[Referring expression pointing data]
◇ ◇ ◇ ◇ ◇ ◇ ◇
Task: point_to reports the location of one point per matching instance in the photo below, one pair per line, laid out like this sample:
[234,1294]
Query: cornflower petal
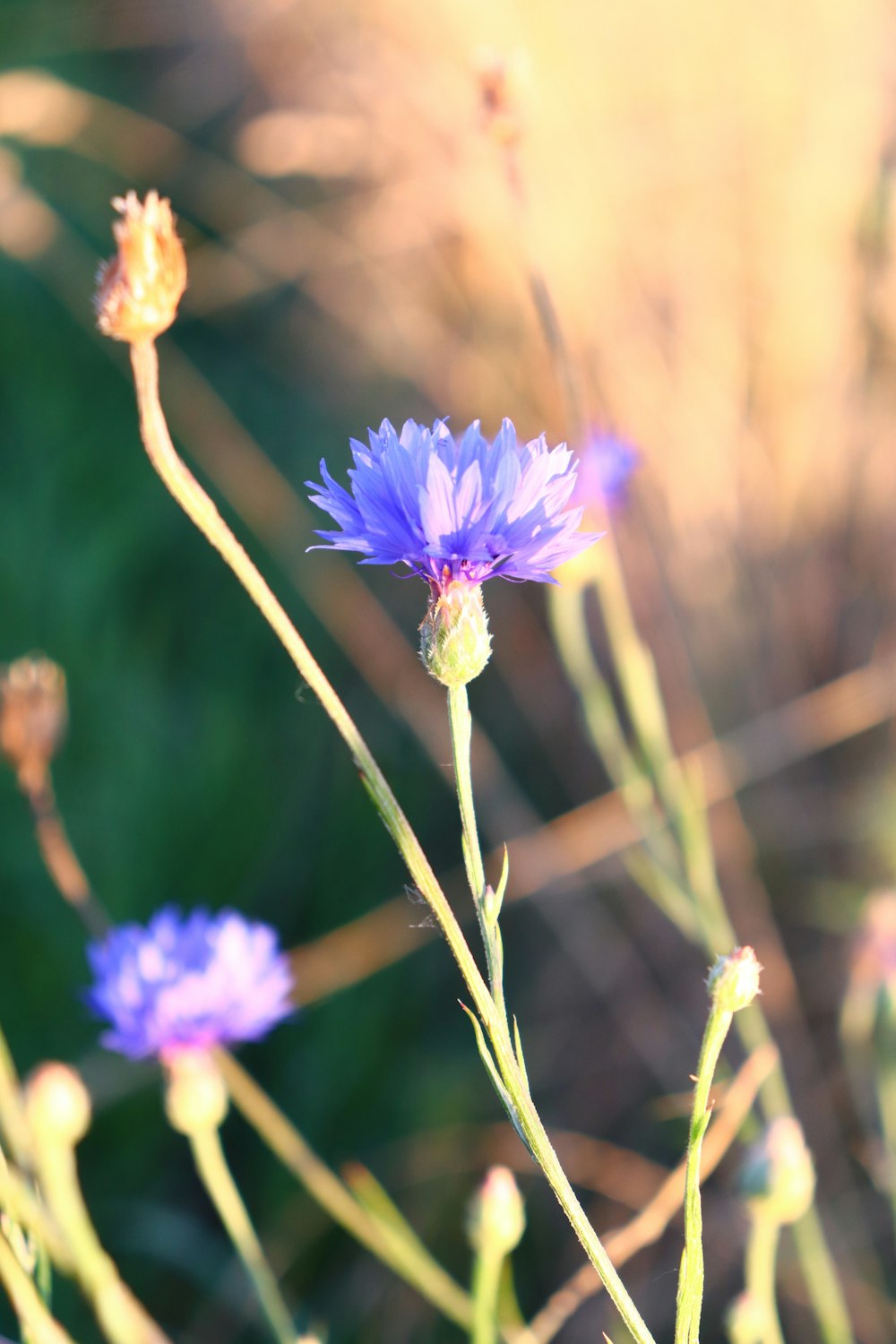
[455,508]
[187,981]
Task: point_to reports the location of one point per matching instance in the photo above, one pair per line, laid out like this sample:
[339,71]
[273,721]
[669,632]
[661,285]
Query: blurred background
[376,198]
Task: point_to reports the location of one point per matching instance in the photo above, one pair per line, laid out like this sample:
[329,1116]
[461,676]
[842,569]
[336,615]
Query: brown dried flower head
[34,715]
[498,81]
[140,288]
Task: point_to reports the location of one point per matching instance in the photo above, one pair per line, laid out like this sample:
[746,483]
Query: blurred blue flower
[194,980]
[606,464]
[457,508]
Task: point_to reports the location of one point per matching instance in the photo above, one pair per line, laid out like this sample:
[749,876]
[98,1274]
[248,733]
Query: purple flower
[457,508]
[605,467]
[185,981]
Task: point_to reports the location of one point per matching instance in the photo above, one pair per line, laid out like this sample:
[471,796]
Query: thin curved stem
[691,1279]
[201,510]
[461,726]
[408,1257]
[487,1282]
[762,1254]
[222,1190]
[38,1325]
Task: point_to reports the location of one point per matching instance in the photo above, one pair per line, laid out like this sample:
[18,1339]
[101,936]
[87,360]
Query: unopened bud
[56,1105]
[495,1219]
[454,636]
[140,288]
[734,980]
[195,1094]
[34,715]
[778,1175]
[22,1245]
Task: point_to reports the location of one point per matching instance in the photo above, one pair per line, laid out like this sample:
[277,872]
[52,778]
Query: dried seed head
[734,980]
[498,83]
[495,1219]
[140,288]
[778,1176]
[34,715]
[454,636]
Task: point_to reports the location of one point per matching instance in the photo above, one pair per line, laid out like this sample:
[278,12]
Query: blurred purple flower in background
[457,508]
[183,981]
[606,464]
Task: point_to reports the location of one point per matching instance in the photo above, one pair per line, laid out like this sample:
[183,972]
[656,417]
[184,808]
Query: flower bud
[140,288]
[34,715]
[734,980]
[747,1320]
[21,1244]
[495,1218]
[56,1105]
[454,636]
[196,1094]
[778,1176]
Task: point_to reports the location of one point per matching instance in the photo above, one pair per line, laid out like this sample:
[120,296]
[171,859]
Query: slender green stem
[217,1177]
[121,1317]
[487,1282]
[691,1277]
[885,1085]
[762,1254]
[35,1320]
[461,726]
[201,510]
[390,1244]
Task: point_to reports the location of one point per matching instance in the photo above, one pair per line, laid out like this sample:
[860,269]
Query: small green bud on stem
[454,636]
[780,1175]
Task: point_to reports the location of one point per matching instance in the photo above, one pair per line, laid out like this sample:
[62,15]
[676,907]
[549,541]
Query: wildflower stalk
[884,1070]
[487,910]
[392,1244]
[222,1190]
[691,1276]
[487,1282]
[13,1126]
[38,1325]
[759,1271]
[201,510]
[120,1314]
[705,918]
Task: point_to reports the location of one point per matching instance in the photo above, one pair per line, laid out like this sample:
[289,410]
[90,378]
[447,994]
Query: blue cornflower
◇ ◇ ◇ ◇ ◇ ◇ ◇
Prompt :: Set down every entry above without alteration, but print no images.

Result of this task ::
Task: point_to reports the location of one point per matching instance in the photo below, one pair per line, laid out like this sample:
[234,1294]
Query: cornflower petal
[455,508]
[187,981]
Task: point_to reports the location of one point per matching instance in the photo above, one pair per line, laid out like this sample:
[339,71]
[273,721]
[669,632]
[661,285]
Query: blurred background
[376,198]
Task: point_to reports the location of one point per matching instance in the photo above, one pair per line, laid out like this sample:
[329,1116]
[461,676]
[842,569]
[336,615]
Query: brown dried flower head
[34,715]
[498,81]
[140,288]
Task: point_to reports the location of one point per matching instance in the photo above, one pair per line, laid out like this sample:
[746,483]
Query: blurred blue flower
[194,980]
[606,464]
[457,508]
Task: point_to reports the location of one point per matching instance in the photo above, one pair per line, laid out like this sample:
[749,876]
[98,1274]
[248,733]
Query: purple flower
[457,508]
[605,467]
[185,981]
Task: point_to reports the location of one point per matching instance in the photo above, one pair per line, laid out like this sample:
[471,796]
Query: thin curved stem
[691,1279]
[201,510]
[461,726]
[408,1257]
[487,1282]
[762,1254]
[222,1190]
[38,1325]
Task: point_to reports the location of one point per matching instance in the photo above, one pair per line, laid out like this sample:
[18,1339]
[101,936]
[87,360]
Query: unopened bud
[56,1105]
[495,1219]
[454,636]
[140,288]
[734,980]
[195,1094]
[34,715]
[778,1175]
[22,1245]
Task: point_to reports the location of one point per matching instance in the photo above, one pair per line, laid out like this sample:
[277,872]
[52,778]
Query: dried seed head
[734,980]
[498,83]
[495,1219]
[140,288]
[778,1176]
[34,715]
[454,636]
Task: point_to reports the location of one point per matching instance in the photo above, one pair per line, laid out like this sample:
[278,12]
Query: blurred purple flower in background
[457,508]
[183,981]
[606,464]
Task: point_to reports the location of one point per matching instance in the photo above, one pair per line, laid out like this sample:
[183,972]
[656,417]
[184,808]
Query: flower bud
[140,288]
[34,715]
[734,980]
[747,1320]
[21,1244]
[495,1218]
[56,1105]
[454,636]
[196,1094]
[778,1176]
Task: point_to reports the location of one point per matching instance in the photo above, one pair per line, laid out like this sample:
[120,296]
[171,859]
Query: slender green stem
[217,1177]
[121,1317]
[487,1282]
[691,1277]
[885,1085]
[762,1254]
[35,1320]
[461,726]
[201,510]
[390,1244]
Task: point_to reports the location of one point per matching instance in the photo above, one pair per line, laid out like this sample:
[860,269]
Query: small green bud on stem
[454,636]
[780,1175]
Task: point_to reports the location of one point per matching instance in the photo above, one pair per line, laid out like this sample:
[62,15]
[676,907]
[549,541]
Query: wildflower stalk
[884,1070]
[487,910]
[392,1244]
[222,1190]
[691,1276]
[487,1282]
[13,1126]
[38,1325]
[759,1271]
[201,510]
[120,1314]
[705,918]
Task: point_to reports the location of one point per matching instance in the photo above, one pair per line, laid out like this sample:
[289,410]
[90,378]
[447,994]
Query: blue cornflower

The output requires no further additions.